> _TASK DETAILS_
Extract every line of the material below that contains the string "grass". Treat case as significant.

> _GIVEN RECORDS_
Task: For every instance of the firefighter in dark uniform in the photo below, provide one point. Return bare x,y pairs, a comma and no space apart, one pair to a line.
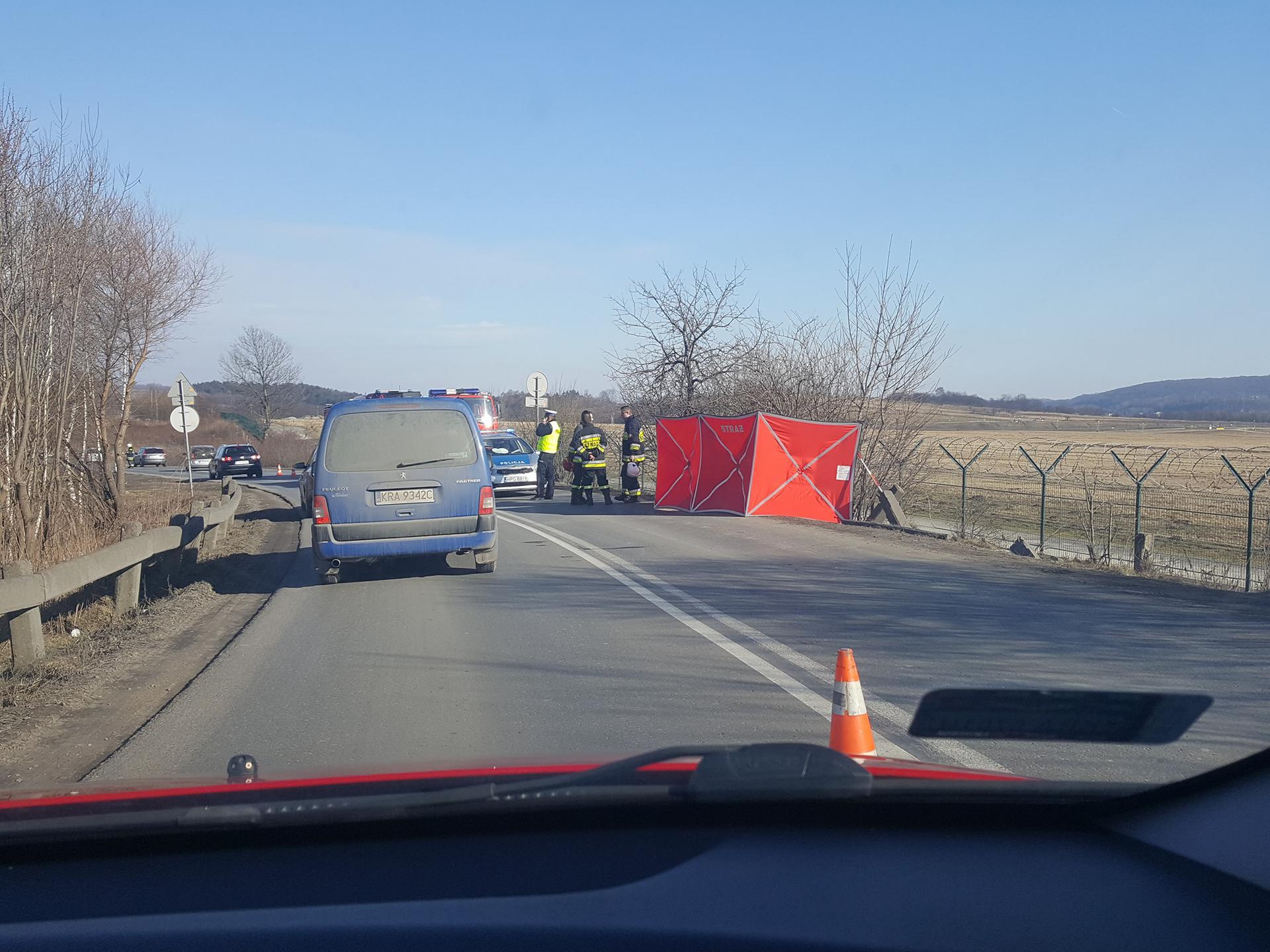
549,441
589,467
633,454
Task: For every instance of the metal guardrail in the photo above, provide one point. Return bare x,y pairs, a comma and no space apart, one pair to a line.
23,592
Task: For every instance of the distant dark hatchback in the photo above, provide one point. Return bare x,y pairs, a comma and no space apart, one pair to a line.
235,460
400,476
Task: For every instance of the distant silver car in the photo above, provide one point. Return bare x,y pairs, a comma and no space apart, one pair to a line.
201,457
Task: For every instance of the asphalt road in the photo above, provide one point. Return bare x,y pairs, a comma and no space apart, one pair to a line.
611,631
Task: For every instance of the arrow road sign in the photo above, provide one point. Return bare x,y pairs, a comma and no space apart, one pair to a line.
185,419
182,391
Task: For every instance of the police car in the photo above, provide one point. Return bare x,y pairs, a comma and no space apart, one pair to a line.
513,463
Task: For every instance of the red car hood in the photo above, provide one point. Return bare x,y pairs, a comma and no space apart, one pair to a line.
327,785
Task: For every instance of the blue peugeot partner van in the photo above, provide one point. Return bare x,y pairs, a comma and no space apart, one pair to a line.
402,476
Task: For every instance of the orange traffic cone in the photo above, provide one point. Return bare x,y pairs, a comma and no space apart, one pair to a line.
849,725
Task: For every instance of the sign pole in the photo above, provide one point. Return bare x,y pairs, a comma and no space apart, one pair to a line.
190,466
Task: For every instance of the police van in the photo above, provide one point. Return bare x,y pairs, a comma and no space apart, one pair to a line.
396,477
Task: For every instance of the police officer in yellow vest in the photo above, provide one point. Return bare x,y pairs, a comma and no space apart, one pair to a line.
589,467
633,456
549,442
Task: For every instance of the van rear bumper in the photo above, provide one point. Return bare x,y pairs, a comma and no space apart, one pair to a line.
325,547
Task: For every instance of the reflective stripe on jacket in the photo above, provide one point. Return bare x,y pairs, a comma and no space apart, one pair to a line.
549,442
588,447
633,441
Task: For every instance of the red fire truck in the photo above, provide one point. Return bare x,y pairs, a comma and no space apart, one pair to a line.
484,407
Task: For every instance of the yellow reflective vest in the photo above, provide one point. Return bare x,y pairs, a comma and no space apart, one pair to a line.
550,444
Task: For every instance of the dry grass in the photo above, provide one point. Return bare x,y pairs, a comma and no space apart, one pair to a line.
83,633
150,506
1162,437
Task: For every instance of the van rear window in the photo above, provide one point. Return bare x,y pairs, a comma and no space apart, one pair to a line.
393,440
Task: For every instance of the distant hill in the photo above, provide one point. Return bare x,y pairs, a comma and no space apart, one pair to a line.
305,400
1203,399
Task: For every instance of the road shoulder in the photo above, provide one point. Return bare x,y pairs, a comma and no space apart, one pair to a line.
73,725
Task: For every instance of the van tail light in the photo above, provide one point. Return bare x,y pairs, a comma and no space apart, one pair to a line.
321,514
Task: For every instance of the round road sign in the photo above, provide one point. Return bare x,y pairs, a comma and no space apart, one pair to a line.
190,423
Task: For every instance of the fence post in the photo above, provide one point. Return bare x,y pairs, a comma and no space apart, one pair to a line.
127,584
1044,483
1137,494
1251,491
26,629
963,467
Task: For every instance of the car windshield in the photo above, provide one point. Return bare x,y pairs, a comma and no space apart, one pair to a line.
384,441
502,446
669,375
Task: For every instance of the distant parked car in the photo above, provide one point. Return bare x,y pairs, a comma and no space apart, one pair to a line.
235,460
201,457
306,484
513,463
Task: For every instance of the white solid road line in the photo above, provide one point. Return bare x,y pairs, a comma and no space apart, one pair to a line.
795,688
892,715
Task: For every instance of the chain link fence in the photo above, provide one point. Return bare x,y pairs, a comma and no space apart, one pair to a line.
1203,514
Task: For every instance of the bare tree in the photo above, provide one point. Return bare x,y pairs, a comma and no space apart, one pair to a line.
868,365
93,282
265,365
687,337
151,284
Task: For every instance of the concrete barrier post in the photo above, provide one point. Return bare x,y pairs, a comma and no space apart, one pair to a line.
127,584
206,539
26,629
226,491
1142,543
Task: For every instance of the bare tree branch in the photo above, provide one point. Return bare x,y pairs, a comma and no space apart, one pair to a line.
265,365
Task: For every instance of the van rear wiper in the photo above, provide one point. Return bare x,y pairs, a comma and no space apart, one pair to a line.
722,774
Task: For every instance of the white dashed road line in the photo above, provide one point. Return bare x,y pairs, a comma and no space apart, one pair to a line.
619,571
894,716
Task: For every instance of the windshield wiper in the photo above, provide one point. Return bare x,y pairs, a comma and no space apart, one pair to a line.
723,774
760,772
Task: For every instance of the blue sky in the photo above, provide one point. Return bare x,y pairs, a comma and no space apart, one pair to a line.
423,194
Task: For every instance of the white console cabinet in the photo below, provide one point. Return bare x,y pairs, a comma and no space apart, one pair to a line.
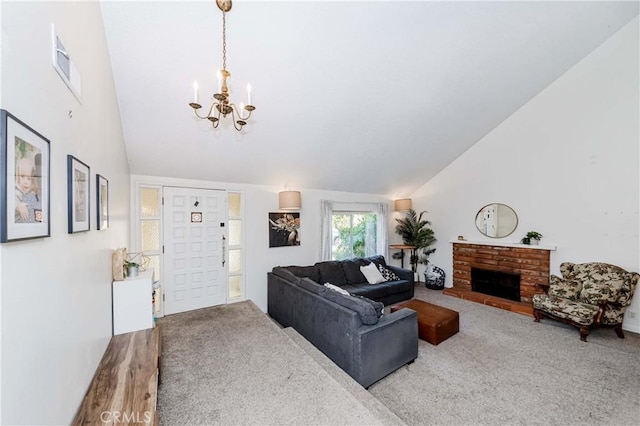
132,307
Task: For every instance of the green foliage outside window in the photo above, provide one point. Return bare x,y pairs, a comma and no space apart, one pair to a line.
354,235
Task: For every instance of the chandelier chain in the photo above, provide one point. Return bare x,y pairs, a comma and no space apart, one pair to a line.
224,41
221,106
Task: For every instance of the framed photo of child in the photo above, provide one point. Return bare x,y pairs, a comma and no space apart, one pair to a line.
77,195
102,201
24,181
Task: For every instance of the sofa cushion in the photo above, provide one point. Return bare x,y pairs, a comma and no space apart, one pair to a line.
305,272
581,313
331,272
364,309
379,291
372,274
388,274
377,259
351,268
284,272
596,292
569,289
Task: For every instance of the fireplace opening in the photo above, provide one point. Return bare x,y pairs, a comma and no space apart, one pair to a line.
496,283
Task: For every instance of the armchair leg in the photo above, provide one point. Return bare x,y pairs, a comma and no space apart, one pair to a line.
584,331
619,332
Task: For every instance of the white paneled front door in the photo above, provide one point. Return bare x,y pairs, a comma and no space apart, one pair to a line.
194,260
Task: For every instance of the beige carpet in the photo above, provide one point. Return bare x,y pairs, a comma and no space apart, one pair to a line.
233,365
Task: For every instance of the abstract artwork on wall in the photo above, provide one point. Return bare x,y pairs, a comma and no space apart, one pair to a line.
284,229
78,195
24,183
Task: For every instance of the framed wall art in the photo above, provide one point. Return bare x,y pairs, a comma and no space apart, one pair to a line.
24,181
102,202
284,229
78,195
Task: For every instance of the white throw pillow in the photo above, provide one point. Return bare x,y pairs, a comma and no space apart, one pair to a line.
336,288
372,274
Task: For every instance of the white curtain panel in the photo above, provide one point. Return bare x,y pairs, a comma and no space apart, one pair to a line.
383,238
326,213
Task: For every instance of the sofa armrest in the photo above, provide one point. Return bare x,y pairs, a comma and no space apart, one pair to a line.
386,346
403,274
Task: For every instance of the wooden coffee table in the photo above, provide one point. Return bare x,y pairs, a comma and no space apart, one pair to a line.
435,323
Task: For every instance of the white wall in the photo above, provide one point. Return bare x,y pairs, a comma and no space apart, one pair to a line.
56,292
259,201
567,162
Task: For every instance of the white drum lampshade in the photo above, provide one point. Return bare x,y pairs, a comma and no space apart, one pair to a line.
289,200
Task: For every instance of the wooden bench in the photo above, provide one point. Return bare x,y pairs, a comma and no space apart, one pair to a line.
124,386
435,323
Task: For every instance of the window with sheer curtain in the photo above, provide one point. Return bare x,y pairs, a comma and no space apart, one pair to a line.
353,229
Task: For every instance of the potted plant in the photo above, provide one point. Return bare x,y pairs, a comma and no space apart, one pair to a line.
416,232
532,238
132,268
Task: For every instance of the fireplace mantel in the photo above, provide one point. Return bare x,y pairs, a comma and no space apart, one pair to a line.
500,244
530,262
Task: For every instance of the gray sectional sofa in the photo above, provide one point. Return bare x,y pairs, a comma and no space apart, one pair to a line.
350,330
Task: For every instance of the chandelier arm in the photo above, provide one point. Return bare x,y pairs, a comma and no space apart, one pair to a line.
204,117
240,117
220,100
216,123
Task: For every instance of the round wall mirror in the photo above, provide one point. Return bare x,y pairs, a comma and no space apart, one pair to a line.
496,220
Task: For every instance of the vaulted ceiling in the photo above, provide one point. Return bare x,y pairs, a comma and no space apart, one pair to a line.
367,96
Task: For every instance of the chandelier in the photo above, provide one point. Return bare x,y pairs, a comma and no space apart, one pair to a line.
220,105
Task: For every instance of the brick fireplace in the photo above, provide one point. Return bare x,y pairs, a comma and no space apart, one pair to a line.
531,264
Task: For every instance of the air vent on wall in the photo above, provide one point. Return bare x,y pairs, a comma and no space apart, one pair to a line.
65,67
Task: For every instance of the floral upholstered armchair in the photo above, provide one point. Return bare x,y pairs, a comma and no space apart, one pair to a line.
588,295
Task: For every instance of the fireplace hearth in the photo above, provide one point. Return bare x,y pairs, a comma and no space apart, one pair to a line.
496,283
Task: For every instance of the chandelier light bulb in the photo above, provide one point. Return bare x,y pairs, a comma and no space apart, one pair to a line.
195,92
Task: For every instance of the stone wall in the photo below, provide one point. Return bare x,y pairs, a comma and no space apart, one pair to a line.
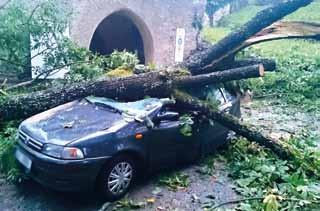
157,21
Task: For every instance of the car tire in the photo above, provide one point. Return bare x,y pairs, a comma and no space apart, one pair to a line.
116,177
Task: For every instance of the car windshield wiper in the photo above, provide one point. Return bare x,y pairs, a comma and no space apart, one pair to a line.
110,108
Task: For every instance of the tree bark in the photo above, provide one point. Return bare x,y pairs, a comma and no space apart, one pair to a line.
286,30
205,61
155,84
268,64
188,102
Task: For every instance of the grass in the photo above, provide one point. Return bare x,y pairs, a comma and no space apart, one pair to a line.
297,81
267,181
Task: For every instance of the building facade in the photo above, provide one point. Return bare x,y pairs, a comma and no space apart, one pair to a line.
148,27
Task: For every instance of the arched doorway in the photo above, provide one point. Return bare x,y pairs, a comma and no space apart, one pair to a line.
123,30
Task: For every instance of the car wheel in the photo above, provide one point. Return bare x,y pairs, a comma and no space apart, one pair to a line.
116,177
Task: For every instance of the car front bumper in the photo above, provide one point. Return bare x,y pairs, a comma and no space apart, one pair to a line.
62,175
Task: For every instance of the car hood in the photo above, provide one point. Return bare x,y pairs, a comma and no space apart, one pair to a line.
70,122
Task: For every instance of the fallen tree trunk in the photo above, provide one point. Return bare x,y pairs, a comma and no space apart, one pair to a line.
285,30
155,84
188,102
205,61
268,64
281,149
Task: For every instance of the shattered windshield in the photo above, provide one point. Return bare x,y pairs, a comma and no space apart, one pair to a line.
136,109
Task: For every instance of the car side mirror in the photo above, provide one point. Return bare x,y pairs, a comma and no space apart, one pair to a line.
167,116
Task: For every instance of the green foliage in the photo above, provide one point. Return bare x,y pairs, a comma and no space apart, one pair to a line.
298,77
8,164
236,20
309,13
298,61
175,181
45,21
122,59
215,34
120,72
213,5
284,185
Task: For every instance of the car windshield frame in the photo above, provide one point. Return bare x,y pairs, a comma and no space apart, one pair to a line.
132,110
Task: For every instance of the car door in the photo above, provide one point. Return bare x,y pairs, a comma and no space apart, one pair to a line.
168,146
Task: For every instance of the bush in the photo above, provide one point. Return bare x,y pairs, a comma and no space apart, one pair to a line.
298,61
122,59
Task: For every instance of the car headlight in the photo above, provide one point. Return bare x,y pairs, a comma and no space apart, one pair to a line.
68,153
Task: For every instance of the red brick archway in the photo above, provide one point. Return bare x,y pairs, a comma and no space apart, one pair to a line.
123,30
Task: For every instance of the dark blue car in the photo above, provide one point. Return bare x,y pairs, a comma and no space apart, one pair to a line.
98,142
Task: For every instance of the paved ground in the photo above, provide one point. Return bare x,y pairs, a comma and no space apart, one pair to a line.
273,118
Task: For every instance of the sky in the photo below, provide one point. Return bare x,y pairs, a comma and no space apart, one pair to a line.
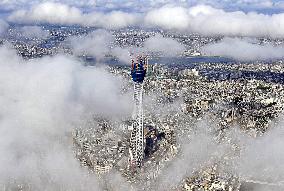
144,5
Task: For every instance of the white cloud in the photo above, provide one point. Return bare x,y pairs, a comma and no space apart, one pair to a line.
95,44
165,46
58,13
42,100
244,50
201,19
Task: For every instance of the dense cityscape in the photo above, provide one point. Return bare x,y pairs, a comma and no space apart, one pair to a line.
140,107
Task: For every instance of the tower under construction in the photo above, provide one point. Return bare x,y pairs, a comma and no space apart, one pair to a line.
138,72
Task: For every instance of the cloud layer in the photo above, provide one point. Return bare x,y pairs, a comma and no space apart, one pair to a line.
243,50
201,19
42,100
58,13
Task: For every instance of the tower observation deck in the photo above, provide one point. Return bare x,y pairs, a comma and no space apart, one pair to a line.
138,72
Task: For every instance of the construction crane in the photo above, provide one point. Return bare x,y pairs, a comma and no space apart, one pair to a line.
138,72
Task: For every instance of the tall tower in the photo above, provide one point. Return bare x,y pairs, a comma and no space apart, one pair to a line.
138,72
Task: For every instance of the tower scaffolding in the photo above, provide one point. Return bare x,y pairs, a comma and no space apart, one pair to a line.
138,73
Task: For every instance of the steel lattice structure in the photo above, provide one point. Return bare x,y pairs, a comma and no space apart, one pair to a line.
138,73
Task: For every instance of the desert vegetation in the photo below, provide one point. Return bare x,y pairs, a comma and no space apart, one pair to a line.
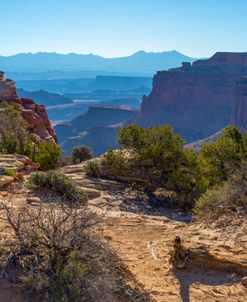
203,181
15,139
81,153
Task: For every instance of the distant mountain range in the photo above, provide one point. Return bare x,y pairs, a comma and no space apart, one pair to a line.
57,65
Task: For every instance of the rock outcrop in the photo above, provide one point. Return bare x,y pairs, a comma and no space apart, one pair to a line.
240,114
199,99
34,114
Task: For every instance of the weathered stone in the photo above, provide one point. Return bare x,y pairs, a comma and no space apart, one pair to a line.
33,199
244,281
6,181
35,115
198,100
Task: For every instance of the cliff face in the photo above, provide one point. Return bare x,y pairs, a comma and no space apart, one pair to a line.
240,114
97,128
34,114
198,99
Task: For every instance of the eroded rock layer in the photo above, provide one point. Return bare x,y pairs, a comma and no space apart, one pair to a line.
34,114
197,100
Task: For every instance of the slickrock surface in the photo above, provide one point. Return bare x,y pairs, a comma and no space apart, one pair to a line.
35,115
143,238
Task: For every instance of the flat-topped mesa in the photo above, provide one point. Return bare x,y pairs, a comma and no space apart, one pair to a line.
197,100
35,115
224,58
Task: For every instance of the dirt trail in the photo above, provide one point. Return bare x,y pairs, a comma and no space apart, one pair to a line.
143,242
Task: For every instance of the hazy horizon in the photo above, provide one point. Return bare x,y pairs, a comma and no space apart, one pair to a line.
111,28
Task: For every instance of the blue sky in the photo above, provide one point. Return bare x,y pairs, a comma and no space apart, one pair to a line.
114,28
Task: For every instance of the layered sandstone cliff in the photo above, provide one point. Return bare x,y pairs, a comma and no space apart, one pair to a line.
197,100
34,114
240,114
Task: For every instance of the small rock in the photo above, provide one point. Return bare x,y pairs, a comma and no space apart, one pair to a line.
244,281
6,180
33,199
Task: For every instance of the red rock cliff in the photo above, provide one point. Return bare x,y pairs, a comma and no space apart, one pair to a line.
198,99
240,114
34,114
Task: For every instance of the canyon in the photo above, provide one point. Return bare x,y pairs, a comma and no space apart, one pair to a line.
35,115
198,99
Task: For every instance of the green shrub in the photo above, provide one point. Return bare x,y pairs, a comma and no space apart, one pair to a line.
93,168
47,155
232,194
81,153
60,184
218,160
118,162
207,202
10,172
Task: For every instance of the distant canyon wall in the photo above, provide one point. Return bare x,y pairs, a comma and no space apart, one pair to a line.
199,99
34,114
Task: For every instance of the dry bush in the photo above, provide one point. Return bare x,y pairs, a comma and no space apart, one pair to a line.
59,255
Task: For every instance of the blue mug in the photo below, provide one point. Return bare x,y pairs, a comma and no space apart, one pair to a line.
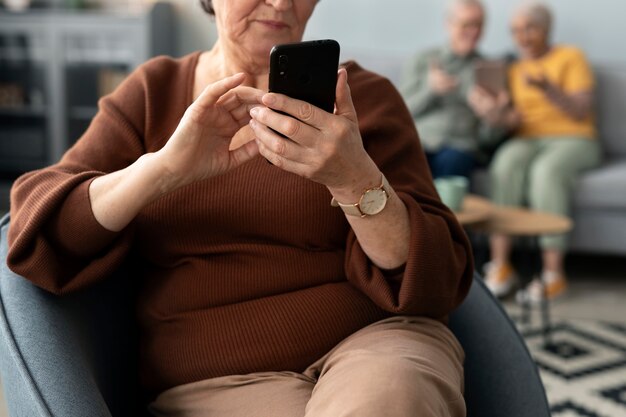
452,190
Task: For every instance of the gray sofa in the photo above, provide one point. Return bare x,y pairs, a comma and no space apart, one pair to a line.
599,205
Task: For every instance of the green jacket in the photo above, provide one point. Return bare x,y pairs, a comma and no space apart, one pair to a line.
446,120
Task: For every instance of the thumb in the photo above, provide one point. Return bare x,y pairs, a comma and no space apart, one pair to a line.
343,99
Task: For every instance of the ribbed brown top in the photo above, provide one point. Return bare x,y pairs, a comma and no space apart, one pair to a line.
250,271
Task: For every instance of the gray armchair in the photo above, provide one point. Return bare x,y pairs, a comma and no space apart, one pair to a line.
74,356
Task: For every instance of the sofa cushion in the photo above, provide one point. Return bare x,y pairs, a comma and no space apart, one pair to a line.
604,187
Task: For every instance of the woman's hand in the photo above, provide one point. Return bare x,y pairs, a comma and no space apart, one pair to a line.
326,148
199,148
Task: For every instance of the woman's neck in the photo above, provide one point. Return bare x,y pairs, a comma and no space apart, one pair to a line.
221,62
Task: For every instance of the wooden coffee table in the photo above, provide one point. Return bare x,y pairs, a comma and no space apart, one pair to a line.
518,221
481,215
475,210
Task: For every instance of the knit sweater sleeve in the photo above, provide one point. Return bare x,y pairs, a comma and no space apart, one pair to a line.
54,239
439,269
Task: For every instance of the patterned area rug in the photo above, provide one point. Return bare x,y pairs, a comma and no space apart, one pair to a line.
583,367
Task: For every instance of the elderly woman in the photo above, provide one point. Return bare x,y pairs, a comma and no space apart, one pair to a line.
257,297
555,139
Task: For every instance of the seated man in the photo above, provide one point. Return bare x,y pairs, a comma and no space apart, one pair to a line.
436,85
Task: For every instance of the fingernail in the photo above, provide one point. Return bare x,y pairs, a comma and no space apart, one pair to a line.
269,99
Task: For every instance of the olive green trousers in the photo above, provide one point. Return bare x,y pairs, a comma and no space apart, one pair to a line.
540,173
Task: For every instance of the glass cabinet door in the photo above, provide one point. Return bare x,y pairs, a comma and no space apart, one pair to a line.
24,122
95,64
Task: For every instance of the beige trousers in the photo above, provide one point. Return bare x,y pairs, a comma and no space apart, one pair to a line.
398,367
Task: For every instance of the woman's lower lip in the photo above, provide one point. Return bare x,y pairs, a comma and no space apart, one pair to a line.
273,25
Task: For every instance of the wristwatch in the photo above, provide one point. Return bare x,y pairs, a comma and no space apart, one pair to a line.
372,201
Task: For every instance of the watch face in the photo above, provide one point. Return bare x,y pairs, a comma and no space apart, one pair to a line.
373,202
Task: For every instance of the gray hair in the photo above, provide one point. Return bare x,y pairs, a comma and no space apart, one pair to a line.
538,13
454,4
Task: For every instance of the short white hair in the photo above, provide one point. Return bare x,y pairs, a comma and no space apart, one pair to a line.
538,13
453,5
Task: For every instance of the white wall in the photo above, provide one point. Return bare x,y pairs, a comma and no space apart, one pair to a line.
379,28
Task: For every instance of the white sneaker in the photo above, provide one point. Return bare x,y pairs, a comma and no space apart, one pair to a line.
550,286
500,278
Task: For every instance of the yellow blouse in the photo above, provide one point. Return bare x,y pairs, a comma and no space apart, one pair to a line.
564,66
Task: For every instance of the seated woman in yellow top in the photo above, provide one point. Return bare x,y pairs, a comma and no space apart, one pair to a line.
554,140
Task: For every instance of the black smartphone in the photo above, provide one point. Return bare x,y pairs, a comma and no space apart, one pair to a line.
306,71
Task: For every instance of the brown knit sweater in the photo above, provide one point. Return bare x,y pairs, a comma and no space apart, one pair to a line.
250,271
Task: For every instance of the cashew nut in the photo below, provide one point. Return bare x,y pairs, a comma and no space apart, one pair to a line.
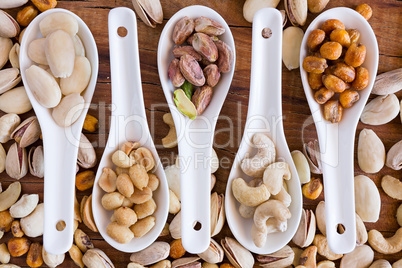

> _ANSWER FOR THIS EXERCISE_
Task: For every instance of the dry grass in the photo above, provide one point. Return bare x,y pairs, a comma and no space apart, one pair to a line.
Task: For every instance of the grass in the photo above, provide one point. Return bare x,y pairs, a comma and no space apart, one pair to a line.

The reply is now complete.